My name is Sara, and I'm the assistant editor for Step by Step Wire Jewelry. I'm looking forward to chatting with some of our readers on this forum!
Please contact me if you'd be interested in our Writer's Guidelines and specs. We're ALWAYS looking for projects of all levels! Don't be afraid, please e-mail a photo or two of projects you're coming up with...they don't have to be perfect, just a clear photograph will do.
Also, if you have any questions about the magazine, like if you need to find a project in one of our older issues, feel free to ask. For any businesses/vendors out there, I'm also in charge of compiling our Product News section, and I'm always looking for new or interesting products to feature. (Believe me, it's great to have free advertising!!!) If you have any tips (if you're not a vendor) of cool things you might've purchased recently, please also send those my way.
My e-mail is firstname.lastname@example.org.
Hope to hear from you soon, and thank you so much for your interest in Step by Step Wire Jewelry!

^^^^

Job A:
Render everything in the records from the start down to the line containing "0,0,608,169" as a numbered list, with the blank lines left out.

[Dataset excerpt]

^^^^

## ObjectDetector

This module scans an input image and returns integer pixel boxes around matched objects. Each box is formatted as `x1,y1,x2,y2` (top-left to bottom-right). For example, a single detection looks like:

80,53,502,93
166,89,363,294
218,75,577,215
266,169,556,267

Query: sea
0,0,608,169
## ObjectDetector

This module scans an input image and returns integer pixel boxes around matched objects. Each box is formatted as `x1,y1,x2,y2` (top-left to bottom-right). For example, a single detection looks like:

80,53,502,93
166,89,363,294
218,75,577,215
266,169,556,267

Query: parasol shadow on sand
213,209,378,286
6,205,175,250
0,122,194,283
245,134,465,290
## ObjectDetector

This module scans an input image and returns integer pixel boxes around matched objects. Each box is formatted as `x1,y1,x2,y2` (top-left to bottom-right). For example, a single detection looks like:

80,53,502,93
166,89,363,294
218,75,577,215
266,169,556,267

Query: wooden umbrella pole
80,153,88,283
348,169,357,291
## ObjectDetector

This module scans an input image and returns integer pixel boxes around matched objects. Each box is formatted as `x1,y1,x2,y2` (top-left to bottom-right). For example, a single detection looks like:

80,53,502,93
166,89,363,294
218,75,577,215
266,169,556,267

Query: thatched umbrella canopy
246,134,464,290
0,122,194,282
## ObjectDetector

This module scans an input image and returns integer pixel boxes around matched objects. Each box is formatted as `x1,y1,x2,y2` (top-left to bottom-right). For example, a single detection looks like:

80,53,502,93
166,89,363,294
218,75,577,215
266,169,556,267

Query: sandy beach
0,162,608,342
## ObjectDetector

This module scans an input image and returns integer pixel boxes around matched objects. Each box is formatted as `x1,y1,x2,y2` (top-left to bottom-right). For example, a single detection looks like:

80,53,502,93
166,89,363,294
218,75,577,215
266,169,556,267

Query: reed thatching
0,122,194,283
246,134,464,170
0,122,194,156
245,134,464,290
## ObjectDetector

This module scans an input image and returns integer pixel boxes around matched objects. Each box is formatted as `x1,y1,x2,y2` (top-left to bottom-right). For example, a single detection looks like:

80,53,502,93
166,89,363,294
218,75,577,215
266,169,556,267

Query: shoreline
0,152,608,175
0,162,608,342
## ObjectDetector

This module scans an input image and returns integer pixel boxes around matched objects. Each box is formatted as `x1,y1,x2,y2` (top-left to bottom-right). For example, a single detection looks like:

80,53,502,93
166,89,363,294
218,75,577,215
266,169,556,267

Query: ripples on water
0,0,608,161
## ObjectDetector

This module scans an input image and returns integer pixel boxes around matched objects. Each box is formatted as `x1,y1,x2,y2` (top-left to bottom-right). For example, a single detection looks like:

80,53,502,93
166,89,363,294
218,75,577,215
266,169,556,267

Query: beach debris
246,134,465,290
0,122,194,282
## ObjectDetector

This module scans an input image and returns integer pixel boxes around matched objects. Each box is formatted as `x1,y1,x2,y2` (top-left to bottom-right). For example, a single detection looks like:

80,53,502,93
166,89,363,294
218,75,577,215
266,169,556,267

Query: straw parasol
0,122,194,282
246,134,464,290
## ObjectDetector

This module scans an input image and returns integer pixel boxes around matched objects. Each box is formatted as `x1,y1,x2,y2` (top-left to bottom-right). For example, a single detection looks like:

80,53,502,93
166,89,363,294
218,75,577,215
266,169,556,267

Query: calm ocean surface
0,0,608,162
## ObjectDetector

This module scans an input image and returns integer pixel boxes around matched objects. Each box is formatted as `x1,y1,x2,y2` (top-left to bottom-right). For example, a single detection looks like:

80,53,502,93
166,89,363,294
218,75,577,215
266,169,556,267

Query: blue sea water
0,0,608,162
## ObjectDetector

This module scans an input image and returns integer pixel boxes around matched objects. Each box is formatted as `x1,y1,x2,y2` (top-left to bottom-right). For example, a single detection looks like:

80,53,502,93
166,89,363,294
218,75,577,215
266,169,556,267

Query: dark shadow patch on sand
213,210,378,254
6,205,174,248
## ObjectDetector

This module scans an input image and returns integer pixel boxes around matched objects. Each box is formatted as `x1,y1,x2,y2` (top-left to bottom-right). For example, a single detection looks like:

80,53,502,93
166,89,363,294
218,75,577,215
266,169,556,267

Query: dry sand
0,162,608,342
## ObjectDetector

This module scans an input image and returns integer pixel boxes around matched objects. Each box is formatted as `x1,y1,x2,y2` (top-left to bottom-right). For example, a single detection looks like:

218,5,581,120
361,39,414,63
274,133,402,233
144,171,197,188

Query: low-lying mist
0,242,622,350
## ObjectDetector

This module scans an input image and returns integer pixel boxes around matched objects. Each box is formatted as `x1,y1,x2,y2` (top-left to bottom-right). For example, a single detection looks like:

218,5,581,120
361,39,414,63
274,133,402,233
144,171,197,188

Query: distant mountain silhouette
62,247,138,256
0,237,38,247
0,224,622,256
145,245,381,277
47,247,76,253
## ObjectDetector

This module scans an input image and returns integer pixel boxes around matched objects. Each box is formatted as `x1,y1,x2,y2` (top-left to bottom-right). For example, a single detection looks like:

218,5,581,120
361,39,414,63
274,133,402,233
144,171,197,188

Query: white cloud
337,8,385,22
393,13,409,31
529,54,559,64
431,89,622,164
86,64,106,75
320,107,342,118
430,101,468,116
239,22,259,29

^^^^

Job B:
Answer these questions from the forum post:
(i) What position does Sara hold at Step by Step Wire Jewelry?
(ii) Which section of the magazine is she in charge of compiling?
(iii) According to the post, what is enough when e-mailing photos of projects?

Output A:
1. ## ObjectDetector
2. This module scans an input image and returns integer pixel boxes around matched objects. Each box is formatted as `x1,y1,x2,y2` (top-left to bottom-right). For example, a single detection looks like:
3. 80,53,502,93
4. 166,89,363,294
5. 218,75,577,215
6. 266,169,556,267
7. Query: sea
8. 0,0,608,169

Output B:
(i) Assistant editor.
(ii) The Product News section.
(iii) A clear photograph.